Please swap "photograph" for "snapshot" in the rows from the line holding "the window on" through the end of the rows, both ends included. Write those lines out again with everything else unchanged.

Rows of labeled points
☆ ☆ ☆ ☆ ☆ ☆ ☆
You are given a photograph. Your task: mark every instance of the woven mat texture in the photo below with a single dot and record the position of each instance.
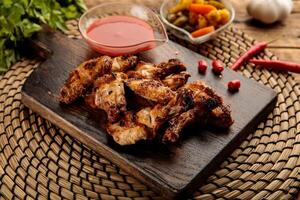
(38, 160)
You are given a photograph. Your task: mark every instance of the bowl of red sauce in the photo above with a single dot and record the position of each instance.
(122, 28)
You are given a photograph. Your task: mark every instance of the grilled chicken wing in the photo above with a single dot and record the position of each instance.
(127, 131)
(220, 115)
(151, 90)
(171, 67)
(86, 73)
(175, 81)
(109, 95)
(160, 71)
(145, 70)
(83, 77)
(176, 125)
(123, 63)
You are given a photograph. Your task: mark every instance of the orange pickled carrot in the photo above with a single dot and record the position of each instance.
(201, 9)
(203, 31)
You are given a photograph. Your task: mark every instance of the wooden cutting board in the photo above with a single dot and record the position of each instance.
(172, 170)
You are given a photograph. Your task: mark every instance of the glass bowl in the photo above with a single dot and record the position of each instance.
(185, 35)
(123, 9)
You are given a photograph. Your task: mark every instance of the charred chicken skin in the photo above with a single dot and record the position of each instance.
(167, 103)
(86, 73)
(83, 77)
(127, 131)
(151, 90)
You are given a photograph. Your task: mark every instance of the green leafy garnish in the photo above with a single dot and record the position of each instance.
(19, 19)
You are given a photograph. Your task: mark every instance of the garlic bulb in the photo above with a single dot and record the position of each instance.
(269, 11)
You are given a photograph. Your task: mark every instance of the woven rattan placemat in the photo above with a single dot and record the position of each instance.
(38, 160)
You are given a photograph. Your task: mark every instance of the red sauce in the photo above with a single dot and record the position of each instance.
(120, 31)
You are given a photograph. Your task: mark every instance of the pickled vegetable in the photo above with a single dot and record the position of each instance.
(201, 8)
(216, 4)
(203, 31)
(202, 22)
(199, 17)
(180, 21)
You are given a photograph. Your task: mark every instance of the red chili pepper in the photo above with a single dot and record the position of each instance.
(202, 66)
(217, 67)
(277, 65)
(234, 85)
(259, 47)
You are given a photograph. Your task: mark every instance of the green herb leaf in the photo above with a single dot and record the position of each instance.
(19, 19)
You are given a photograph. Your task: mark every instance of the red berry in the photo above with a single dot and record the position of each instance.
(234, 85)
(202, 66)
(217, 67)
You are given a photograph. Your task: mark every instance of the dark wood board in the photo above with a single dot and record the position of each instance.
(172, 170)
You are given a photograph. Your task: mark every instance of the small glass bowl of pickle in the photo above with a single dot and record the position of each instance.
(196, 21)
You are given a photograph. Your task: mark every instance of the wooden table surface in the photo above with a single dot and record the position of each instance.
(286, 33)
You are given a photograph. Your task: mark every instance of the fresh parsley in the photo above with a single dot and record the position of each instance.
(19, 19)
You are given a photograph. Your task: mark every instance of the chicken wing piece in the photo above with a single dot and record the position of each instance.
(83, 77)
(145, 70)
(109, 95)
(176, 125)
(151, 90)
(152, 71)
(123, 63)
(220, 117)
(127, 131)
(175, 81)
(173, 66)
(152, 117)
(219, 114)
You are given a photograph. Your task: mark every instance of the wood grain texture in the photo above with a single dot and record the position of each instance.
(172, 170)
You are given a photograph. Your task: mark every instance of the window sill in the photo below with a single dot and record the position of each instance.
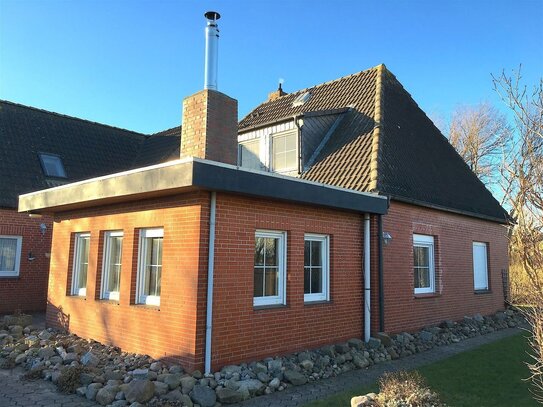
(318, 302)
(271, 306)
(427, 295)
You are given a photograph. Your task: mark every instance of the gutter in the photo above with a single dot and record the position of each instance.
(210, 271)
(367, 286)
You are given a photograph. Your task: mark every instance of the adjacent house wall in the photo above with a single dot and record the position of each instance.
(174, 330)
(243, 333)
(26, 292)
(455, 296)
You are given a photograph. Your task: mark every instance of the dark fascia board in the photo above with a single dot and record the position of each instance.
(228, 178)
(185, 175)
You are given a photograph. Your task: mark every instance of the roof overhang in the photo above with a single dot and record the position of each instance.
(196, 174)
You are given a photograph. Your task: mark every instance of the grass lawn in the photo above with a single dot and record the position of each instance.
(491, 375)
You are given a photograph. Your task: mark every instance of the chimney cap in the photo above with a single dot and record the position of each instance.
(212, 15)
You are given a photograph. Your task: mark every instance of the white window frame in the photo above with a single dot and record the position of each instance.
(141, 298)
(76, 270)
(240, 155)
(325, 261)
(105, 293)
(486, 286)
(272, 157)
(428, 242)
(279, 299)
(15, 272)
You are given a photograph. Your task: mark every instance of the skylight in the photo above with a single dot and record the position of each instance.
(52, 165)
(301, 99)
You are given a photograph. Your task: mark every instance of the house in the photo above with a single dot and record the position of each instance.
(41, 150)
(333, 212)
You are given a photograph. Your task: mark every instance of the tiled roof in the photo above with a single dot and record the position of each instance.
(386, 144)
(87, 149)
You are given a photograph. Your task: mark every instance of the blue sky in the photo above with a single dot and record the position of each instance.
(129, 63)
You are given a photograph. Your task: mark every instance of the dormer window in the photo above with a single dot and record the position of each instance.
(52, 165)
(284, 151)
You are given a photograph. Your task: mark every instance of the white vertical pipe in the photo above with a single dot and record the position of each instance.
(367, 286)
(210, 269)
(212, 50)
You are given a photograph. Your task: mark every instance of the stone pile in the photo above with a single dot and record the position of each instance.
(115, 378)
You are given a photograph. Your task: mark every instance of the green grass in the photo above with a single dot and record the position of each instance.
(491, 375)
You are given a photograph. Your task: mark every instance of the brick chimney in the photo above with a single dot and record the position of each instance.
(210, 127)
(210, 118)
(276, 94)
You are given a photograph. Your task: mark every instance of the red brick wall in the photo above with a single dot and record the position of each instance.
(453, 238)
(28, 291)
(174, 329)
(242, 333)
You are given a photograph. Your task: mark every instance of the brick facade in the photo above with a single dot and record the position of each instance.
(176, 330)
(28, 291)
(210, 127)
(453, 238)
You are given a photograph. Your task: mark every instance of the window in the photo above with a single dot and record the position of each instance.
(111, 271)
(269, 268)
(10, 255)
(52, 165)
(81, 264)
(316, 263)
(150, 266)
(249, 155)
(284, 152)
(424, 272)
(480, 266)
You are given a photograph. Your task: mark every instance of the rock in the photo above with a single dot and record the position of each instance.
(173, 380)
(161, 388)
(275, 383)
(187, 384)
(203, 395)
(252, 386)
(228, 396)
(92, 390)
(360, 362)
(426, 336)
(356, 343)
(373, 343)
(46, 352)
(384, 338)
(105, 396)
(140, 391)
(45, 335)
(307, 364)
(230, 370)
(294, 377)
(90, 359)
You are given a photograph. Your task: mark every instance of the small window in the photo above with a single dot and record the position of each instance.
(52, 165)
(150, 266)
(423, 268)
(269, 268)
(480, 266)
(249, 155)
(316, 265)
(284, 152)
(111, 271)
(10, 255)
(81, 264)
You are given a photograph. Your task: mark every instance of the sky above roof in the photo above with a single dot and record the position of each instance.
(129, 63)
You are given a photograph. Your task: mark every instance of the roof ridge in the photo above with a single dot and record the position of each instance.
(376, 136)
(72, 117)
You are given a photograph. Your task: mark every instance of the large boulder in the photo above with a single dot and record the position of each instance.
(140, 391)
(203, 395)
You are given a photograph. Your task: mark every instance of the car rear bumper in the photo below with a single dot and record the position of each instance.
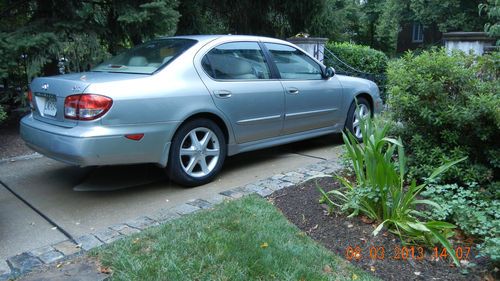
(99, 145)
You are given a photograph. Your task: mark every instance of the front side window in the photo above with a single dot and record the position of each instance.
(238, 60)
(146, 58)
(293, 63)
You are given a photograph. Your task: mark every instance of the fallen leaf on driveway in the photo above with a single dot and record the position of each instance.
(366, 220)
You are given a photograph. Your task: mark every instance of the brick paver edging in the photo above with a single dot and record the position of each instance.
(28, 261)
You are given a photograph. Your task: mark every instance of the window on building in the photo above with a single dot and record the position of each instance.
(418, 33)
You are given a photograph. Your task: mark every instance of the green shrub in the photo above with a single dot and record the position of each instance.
☆ ☆ ☆ ☆ ☆ ☆ ☆
= Exercise result =
You are given a snapshot. Your task: mark every instance of the window on building in the photo above with a single dot and record the position of each instance.
(418, 33)
You are given a snapshot. Your task: mark every instance of the green shrub in the photo above with a single dot and record the position of each instance.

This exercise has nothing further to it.